INPUT
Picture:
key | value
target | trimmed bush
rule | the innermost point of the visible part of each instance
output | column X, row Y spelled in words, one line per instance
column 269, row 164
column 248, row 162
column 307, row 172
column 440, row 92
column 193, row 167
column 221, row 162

PROBLEM STATEMENT
Retype each of the rows above without changing anything.

EXERCISE RESPONSE
Picture:
key | value
target | trimmed bush
rule | the innermost point of the visible part of each instance
output | column X, row Y spelled in words, one line per instance
column 269, row 164
column 248, row 162
column 307, row 172
column 440, row 92
column 193, row 167
column 221, row 162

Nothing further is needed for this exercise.